Start PASSAGE

I'm relatively new to the "weird" end of things. I tried reading Poe a way back and found it quite dry. I recently picked up a cheap Lovecraft e-book compendium because, as a horror fan, I kept hearing the term "Lovecraftian" and wanted to learn what it actually meant ("Kafkaesque" is next ;)).

Having read all of that, I love the whole Eldritch angle and have been hoping to capture something like it in my own writing efforts. My favourite story of his would be "The Shadow out of Time," and I'm somewhat annoyed that there won't be anymore Lovecraft coming.

Exploring more I've picked up copies of The King in Yellow and The Wendigo but haven't read them yet as I've got some obligated reading to do for reviews and other side things.

I have my Conan omnibus as well, and some of Howard's stuff tends to lean towards the weird end when you start creeping towards Styiga, or it seems for now. Haven't finished that yet. Conan as a character doesn't seem the sort to be as susceptible to Eldritch horror and understanding as much as some of Lovecraft's protagonists, but then, he's the sensible sort and not one to overthink a situation you are best to just run from.

Edited after the fact because I'm a terrible proofreader.

oct. 28, 2018, 2:42am

oct. 28, 2018, 11:03am

If we weren't already terribly cosmopolitan and international, we'd be sweating the Canadian invasion!

Editat: set. 6, 2020, 9:30am

>42 WeeTurtle: Yes, welcome to TWT, lover of Lovecraft! The research is insane but enjoyable. Bring on the extra estrogen! >44 paradoxosalpha: Think of it as having a new West Coast female pen pal, diverse in the difference of not only geography but demographic. =) I am looking forward to WeeTurtle's input as a feisty university-trained librarian with Gothic & CanLit tinged humourous opinions on horror, terror, or weird tales, and also to missing her various pop culture and gaming references. I have only ever played Mario Golf (badly), and cried when I was forced to learn chess (cribbage is more my thing). Plus, she writes! I am a practising devout RC woman in Canada with a large family, including a daughter with special needs, none of which most in this group would admire or defend. Such is life. We'll likely displace your comfort level with a few pebbles tossed in the male pond. JMJ save souls.

oct. 28, 2018, 7:08pm

>45 frahealee:
>44 paradoxosalpha:

Trying to write! It's not going as well as it could these days. Doesn't help when I look at people like Lovecraft and think "yeah, he's already beat me." On the video game front, Call of Cthulhu is getting a reboot based on the role playing game (never played) so I'm interested in that (there'a sanity meter and everything!)

Never was into Chess much. It was fun to play but only against people who also had my lack of skill level. Dad did try to get me into Bridge.

End PASSAGE
Start PROVIDED RECORDS

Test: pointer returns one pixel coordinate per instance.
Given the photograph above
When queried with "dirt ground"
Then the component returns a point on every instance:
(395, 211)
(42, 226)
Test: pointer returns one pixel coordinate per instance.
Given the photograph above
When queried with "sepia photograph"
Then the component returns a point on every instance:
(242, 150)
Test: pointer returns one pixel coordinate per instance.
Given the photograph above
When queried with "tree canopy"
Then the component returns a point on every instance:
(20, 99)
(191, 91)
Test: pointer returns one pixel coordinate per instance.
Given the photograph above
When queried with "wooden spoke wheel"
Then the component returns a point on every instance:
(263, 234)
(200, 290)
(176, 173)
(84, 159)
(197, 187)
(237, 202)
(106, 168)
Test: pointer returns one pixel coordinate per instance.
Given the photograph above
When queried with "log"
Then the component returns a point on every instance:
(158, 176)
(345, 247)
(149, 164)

End PROVIDED RECORDS
Start PROVIDED RECORDS

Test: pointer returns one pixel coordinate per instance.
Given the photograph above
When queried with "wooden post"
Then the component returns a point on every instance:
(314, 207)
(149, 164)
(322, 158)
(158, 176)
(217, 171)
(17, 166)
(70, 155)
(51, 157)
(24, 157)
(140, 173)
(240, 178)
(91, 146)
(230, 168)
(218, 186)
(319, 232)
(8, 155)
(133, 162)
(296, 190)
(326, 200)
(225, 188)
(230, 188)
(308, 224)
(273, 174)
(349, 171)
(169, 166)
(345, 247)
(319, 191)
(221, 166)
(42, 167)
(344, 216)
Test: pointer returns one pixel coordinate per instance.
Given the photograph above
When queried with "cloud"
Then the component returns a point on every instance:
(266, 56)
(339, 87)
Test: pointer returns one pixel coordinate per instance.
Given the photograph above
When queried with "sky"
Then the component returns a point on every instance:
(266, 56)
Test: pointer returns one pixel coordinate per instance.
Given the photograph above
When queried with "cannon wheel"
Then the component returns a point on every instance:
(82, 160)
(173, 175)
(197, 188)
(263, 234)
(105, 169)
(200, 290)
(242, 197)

End PROVIDED RECORDS

*PROBLEM SET*
1. Summarize the passage on weird fiction in two sentences.
2. State how many lines of the records contain the string "When", with case counting, and give only the number.

*THE ANSWERS*
1. A newcomer to weird fiction read a cheap Lovecraft e-book compendium to learn what "Lovecraftian" meant, came to love its Eldritch angle, and has since picked up The King in Yellow, The Wendigo, and a Conan omnibus. Another member welcomes WeeTurtle to the group as a librarian who writes, and a reply says the writing is not going well and mentions interest in a Call of Cthulhu video game reboot.

2. 9